**Given request**
Starting at the line with "indicate the lichen-covered" in it, reproduce each line below through the last one, exactly, and include nothing else.

**Stored records**

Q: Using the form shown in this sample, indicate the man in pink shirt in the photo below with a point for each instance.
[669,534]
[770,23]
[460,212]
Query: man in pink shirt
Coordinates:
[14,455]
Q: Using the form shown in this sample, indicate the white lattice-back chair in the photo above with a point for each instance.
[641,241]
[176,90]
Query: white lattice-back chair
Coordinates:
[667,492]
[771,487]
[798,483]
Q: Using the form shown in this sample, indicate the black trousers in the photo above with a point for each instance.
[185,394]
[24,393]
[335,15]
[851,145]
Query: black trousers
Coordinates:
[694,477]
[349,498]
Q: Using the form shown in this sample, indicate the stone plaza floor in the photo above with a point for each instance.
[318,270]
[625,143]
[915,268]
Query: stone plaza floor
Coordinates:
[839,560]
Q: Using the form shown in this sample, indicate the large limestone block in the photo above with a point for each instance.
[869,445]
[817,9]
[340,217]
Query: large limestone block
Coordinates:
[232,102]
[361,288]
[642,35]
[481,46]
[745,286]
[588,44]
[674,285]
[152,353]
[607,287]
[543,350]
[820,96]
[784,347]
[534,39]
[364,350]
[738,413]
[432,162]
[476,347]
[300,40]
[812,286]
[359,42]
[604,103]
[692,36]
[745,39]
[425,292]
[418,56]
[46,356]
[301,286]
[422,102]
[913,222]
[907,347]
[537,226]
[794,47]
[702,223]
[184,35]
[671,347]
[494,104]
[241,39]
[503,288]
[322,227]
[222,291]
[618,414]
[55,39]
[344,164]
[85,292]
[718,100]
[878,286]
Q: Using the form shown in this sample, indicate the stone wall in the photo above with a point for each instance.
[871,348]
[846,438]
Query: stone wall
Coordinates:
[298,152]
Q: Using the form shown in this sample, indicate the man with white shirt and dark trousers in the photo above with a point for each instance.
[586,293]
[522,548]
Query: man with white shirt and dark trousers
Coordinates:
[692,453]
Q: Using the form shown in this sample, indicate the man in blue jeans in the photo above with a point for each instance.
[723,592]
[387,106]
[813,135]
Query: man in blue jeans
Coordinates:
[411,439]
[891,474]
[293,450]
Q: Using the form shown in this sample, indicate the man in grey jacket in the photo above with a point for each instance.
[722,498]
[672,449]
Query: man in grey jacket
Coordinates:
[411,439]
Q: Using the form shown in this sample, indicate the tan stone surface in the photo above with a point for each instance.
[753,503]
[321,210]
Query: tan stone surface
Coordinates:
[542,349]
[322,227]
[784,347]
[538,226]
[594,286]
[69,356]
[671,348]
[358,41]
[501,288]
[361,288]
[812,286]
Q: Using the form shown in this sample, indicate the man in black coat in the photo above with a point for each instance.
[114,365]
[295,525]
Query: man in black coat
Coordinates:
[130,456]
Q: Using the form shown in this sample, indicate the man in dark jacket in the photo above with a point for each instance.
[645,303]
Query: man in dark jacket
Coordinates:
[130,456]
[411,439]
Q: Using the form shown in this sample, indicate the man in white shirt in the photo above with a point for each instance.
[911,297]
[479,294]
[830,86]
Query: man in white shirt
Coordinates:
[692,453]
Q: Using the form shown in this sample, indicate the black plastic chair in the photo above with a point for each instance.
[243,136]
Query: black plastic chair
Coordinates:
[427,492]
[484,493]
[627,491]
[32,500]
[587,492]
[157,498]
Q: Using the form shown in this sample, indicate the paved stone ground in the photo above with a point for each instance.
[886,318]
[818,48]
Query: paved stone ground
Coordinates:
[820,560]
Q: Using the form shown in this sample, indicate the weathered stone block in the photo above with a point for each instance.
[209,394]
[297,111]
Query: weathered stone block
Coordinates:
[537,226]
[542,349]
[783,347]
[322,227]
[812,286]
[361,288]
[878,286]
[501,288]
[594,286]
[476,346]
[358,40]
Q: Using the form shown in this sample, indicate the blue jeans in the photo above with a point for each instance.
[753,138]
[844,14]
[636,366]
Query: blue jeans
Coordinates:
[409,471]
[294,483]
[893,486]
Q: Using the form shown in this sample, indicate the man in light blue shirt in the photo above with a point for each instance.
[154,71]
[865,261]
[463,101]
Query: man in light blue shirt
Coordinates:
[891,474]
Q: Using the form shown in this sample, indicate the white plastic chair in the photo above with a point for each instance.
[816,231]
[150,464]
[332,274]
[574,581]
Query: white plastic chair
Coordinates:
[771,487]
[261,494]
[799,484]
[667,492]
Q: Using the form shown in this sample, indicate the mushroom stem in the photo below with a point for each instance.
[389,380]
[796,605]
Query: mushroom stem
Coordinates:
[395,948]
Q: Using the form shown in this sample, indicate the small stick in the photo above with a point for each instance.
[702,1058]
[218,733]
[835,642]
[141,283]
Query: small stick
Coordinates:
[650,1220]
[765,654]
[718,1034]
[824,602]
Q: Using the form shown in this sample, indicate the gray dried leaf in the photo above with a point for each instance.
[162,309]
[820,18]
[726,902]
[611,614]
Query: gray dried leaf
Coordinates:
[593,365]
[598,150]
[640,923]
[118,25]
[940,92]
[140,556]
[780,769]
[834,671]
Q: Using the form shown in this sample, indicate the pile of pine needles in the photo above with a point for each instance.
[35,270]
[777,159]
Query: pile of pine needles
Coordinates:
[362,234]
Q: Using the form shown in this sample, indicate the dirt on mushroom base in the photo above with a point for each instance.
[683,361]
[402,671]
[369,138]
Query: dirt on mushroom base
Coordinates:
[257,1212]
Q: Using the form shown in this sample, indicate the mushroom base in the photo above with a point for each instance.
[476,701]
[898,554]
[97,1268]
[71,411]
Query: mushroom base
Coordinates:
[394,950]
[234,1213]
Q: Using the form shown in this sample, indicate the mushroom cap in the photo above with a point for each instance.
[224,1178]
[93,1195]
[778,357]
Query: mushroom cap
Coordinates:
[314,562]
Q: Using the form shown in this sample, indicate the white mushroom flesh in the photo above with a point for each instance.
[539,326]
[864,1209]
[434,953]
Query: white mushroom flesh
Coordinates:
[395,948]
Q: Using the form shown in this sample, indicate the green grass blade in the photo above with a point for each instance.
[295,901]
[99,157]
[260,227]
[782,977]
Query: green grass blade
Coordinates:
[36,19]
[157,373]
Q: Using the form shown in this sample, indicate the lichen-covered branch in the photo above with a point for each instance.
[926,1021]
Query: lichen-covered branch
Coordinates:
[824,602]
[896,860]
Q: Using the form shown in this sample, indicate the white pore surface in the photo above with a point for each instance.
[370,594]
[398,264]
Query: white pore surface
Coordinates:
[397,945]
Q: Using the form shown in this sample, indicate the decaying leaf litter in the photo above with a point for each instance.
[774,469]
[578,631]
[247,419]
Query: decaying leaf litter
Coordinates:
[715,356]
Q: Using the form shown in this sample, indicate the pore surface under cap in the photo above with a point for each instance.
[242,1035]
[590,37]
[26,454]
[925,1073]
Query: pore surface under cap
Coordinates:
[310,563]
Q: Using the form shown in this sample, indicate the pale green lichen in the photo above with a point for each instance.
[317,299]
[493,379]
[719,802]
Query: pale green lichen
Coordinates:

**Solution to this task**
Q: Using the form shown in this sample, indicate the lichen-covered branch in the photo above with a point for each instance.
[926,1021]
Query: lichen-covered branch
Coordinates:
[824,602]
[896,860]
Q: Using the form shown in this sample, indicate the white pore surface in the photo above with a point for each instance.
[370,594]
[398,264]
Query: white pore surface
Coordinates:
[397,945]
Q: Using the form shown in this sample, indicate the decaying leaf litter in the photo above with a point for each instance.
[774,469]
[578,631]
[247,419]
Query: decaying leaf litter
Coordinates:
[715,356]
Q: Using the form shown in this sample, indicate the pore surface under cap in the photo above with a point for each instance.
[242,1035]
[590,37]
[26,454]
[925,1073]
Query: pore surface under cap
Coordinates:
[310,563]
Q: Using the form shown in this sample, indicate the pale green lichen in the photo above with a point for each instance.
[317,299]
[493,379]
[719,802]
Query: pale green lichen
Coordinates:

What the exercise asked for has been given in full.